Coordinate labeling data:
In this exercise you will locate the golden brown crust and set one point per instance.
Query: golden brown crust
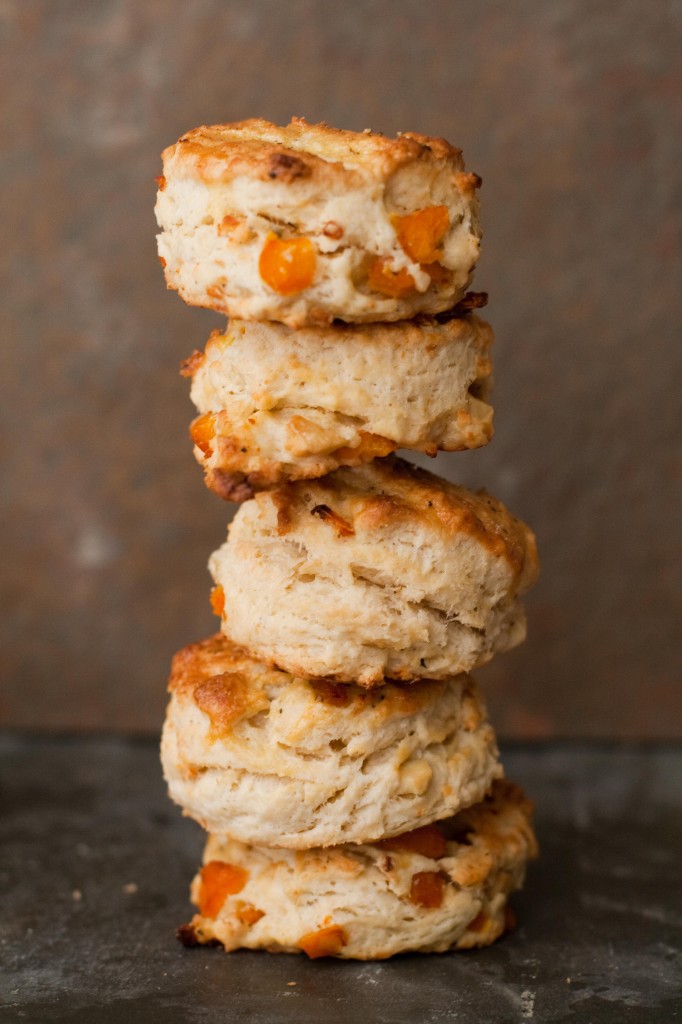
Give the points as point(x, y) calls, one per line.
point(300, 151)
point(394, 493)
point(227, 684)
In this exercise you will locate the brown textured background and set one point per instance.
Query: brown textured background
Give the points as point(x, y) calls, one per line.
point(569, 111)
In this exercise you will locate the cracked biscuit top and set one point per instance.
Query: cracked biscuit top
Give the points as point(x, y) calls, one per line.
point(280, 404)
point(272, 759)
point(307, 223)
point(378, 571)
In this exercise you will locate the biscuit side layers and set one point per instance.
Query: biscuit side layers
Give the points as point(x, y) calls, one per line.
point(379, 571)
point(278, 403)
point(274, 760)
point(438, 888)
point(306, 223)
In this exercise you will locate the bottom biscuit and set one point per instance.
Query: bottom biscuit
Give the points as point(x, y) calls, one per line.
point(437, 888)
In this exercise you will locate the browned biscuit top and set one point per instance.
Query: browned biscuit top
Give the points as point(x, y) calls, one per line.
point(228, 685)
point(390, 493)
point(300, 151)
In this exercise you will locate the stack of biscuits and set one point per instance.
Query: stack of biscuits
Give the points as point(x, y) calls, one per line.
point(329, 737)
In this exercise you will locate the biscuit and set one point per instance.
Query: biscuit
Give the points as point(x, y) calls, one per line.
point(382, 570)
point(306, 223)
point(434, 889)
point(279, 404)
point(270, 759)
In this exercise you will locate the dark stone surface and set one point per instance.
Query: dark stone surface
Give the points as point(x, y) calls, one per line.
point(600, 921)
point(570, 112)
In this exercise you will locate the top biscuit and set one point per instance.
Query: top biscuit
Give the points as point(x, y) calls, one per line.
point(307, 223)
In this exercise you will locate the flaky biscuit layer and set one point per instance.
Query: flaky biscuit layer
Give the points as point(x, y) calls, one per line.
point(439, 888)
point(306, 223)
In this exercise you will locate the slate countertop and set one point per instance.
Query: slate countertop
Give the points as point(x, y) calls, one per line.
point(95, 863)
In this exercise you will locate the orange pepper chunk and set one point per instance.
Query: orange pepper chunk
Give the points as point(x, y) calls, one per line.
point(326, 942)
point(426, 889)
point(287, 265)
point(202, 431)
point(428, 841)
point(218, 881)
point(218, 601)
point(383, 279)
point(421, 233)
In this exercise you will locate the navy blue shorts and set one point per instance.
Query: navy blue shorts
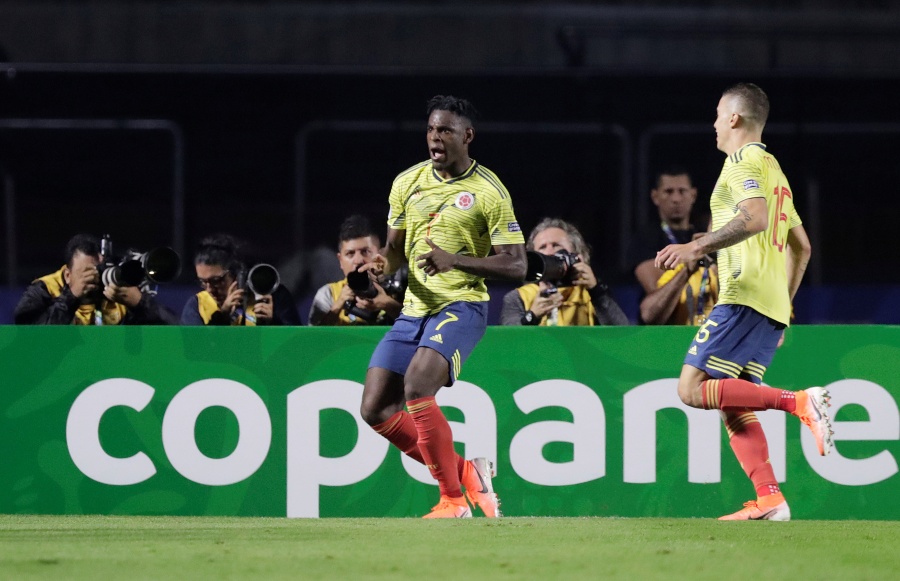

§ **Problem**:
Lay out the part of the data that opens with the line containing "In this exercise you will locate the stack" and closes with the line containing "point(329, 737)" as a Markdown table with the columns Row and Line. Number the rows from 1 and leave out any blank lines.

§ **Expected answer**:
| Row | Line |
|---|---|
| 1 | In this exercise you will locate the stack of biscuits and set one point per instance. |
| 2 | Query: stack of biscuits |
| 3 | Give the points as point(x, y) calls, one per line. |
| 4 | point(329, 737) |